• _Task prompt_
Repeat precisely the span of lines below that opens with the line containing "Where can the wall" and closes with the line containing "Where can the dresser drawer", both included.

_ _ _

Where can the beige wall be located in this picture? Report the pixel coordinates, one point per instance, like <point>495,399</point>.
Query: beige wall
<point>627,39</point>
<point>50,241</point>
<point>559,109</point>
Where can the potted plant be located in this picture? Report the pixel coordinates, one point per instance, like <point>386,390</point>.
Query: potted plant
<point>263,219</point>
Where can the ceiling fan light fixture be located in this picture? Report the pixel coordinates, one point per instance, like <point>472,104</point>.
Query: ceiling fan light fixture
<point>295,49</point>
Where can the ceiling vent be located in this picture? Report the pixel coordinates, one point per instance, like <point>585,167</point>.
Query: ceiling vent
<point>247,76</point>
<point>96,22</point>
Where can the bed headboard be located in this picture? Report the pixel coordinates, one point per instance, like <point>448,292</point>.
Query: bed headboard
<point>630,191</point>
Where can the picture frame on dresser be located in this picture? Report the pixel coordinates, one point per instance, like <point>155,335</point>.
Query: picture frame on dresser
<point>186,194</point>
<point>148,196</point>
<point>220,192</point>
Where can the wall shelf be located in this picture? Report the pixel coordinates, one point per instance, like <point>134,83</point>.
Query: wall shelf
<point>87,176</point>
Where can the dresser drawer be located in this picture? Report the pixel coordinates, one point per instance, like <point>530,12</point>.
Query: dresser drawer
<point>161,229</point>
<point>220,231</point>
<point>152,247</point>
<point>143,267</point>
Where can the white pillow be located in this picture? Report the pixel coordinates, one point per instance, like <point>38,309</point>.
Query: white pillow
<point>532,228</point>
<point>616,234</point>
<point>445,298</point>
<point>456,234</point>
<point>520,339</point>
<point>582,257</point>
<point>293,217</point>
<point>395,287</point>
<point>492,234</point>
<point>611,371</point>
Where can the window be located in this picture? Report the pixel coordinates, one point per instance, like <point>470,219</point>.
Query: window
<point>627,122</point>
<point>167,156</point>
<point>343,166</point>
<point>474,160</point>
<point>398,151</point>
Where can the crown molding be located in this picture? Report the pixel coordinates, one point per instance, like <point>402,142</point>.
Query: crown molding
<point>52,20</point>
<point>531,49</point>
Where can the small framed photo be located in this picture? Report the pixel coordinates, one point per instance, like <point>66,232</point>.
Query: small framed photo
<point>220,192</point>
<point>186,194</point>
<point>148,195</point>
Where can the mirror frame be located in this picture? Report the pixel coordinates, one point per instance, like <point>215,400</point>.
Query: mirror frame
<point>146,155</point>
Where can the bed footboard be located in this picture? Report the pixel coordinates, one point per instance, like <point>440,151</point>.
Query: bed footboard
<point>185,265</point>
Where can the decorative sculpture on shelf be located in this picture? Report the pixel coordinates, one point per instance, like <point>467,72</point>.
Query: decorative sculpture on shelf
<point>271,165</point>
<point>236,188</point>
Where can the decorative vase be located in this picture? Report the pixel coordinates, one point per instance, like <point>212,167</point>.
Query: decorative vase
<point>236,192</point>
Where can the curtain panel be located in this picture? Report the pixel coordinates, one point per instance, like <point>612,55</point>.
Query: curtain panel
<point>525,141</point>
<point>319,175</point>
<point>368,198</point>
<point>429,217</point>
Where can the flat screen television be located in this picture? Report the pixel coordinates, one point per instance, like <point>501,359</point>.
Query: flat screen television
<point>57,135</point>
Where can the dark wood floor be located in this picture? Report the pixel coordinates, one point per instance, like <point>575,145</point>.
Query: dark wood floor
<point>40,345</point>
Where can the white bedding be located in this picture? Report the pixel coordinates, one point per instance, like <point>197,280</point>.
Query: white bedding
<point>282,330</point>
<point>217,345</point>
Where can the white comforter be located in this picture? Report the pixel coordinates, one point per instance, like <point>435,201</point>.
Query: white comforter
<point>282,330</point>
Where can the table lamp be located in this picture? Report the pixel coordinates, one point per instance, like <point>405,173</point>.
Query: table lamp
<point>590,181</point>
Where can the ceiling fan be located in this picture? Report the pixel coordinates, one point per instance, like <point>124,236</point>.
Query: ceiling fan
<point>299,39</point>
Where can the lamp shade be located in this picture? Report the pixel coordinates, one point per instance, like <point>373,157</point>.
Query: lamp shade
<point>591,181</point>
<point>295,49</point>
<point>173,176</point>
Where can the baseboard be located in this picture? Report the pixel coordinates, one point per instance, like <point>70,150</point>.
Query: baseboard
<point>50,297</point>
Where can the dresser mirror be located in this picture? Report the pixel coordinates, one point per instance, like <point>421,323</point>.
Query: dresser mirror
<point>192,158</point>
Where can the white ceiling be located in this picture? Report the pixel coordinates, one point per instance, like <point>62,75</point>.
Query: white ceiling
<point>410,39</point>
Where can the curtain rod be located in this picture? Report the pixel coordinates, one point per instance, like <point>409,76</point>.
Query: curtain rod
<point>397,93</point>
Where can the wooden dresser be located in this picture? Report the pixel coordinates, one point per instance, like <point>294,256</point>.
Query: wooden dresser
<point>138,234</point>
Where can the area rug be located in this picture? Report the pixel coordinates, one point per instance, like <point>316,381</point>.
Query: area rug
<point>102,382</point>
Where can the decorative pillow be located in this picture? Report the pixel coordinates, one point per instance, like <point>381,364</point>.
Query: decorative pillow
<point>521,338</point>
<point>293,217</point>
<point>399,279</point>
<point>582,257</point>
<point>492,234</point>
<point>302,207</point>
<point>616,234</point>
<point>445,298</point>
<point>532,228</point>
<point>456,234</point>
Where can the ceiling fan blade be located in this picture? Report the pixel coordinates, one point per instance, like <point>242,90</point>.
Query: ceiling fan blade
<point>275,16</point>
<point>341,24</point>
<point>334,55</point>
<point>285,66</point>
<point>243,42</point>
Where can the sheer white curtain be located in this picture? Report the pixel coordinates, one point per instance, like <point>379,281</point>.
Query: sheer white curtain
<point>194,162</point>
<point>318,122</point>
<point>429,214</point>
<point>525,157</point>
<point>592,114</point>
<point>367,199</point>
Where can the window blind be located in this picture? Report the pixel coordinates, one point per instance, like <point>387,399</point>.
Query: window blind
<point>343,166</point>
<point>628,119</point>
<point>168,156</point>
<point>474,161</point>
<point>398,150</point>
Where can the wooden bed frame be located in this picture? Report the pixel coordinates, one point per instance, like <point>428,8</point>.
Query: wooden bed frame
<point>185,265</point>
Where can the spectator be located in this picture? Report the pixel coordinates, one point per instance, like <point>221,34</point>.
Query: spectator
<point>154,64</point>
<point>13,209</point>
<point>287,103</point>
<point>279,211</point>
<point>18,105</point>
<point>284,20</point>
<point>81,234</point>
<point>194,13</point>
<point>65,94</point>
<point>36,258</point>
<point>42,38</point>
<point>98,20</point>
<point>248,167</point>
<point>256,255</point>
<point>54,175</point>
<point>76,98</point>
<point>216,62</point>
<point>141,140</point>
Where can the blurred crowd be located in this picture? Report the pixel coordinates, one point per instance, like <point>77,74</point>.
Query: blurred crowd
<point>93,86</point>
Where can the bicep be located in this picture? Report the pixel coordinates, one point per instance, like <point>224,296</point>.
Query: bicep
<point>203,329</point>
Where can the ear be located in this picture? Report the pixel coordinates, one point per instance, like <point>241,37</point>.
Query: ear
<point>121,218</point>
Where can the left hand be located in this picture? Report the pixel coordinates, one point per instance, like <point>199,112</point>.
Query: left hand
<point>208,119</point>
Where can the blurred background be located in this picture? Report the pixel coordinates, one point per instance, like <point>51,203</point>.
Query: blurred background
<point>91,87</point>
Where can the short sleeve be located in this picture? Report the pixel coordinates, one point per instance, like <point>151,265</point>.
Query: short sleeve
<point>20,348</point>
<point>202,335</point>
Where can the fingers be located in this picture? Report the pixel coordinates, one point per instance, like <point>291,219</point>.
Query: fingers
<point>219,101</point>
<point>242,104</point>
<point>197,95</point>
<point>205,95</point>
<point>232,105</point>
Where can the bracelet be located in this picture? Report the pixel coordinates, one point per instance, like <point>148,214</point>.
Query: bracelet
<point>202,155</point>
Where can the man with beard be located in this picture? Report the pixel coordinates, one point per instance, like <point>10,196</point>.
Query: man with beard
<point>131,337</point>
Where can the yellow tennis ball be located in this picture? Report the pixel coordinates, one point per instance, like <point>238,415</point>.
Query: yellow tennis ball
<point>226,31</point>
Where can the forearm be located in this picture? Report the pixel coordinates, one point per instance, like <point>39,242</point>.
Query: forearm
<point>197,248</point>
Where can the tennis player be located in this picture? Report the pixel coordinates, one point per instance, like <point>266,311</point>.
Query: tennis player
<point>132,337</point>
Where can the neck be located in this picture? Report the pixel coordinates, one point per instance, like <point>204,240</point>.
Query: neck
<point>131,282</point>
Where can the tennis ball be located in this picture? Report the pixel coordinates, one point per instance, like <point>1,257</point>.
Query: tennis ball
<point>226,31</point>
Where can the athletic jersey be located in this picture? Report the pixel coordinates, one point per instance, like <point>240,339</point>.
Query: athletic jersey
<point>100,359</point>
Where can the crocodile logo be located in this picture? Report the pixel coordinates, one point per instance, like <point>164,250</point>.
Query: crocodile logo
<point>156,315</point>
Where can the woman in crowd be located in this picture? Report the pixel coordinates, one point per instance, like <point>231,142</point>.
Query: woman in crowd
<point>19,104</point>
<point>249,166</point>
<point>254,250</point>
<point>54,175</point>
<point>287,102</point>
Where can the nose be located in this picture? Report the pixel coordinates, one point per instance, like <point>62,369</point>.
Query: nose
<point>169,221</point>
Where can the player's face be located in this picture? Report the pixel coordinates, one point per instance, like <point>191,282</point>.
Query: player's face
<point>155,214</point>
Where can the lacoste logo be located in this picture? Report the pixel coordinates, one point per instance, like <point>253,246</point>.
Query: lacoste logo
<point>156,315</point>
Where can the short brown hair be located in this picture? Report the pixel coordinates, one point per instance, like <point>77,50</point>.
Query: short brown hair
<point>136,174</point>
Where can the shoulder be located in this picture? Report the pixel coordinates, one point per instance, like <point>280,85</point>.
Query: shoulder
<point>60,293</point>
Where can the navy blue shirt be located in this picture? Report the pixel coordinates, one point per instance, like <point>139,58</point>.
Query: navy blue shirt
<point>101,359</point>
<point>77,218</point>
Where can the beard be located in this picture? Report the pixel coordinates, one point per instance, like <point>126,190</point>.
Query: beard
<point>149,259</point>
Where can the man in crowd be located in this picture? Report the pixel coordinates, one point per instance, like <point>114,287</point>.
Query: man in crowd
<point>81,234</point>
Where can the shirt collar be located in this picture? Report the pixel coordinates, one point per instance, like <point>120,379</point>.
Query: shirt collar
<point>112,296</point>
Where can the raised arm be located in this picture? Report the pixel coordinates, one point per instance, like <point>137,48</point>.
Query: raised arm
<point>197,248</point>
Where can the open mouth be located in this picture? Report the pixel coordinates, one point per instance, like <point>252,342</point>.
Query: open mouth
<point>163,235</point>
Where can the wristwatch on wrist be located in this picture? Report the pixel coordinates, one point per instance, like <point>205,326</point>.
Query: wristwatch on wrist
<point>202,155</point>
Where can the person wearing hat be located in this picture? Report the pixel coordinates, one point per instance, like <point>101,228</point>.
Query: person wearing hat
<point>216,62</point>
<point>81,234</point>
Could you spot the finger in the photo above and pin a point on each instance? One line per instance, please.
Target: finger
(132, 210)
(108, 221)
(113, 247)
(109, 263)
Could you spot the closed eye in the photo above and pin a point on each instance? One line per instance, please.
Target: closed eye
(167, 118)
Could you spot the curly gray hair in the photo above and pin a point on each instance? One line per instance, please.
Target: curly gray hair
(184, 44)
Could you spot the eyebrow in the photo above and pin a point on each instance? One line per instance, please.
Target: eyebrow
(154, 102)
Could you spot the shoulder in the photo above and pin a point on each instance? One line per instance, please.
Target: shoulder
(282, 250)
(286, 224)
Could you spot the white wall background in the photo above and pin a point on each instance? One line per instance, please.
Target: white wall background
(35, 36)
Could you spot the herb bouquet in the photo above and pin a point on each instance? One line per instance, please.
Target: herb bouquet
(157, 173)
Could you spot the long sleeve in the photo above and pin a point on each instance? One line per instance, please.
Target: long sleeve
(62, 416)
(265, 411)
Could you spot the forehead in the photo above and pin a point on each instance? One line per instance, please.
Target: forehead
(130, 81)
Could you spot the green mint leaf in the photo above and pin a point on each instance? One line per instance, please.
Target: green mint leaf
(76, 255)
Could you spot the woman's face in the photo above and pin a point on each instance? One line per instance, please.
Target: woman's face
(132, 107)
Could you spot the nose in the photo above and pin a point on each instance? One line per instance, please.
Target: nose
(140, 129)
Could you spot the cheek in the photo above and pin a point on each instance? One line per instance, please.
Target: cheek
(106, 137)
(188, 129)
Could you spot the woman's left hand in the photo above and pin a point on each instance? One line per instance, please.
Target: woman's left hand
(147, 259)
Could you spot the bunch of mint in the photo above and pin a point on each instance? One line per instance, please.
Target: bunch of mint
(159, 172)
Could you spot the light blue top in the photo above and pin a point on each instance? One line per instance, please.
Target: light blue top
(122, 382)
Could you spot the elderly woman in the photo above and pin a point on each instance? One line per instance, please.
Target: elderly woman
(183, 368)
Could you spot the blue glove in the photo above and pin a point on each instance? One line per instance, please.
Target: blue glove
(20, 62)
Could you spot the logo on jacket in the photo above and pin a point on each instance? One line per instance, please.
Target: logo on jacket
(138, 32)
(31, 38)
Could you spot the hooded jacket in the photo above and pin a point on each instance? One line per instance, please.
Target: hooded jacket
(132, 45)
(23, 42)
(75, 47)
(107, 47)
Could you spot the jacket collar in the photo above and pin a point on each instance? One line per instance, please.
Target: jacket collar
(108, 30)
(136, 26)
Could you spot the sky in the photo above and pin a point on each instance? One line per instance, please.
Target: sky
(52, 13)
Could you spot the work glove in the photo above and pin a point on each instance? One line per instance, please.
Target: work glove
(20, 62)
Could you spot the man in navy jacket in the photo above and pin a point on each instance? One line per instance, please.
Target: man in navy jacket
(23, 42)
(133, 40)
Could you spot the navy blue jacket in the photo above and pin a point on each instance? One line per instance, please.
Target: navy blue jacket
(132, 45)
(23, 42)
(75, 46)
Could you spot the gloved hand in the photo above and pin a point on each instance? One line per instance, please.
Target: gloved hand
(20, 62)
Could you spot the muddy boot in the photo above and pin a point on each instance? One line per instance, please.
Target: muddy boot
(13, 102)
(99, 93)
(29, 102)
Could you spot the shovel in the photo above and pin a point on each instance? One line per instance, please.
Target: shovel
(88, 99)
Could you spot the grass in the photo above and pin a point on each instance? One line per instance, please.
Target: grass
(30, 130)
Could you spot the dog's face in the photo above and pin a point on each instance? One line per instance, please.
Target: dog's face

_ _ _

• _Task solution_
Where can the wall shelf be located in this picture? Report the pixel coordinates, one point per instance, like <point>134,83</point>.
Query: wall shelf
<point>87,176</point>
Where can the dresser drawer be located in this picture? Report the pixel coordinates, one point per instance, like <point>530,12</point>.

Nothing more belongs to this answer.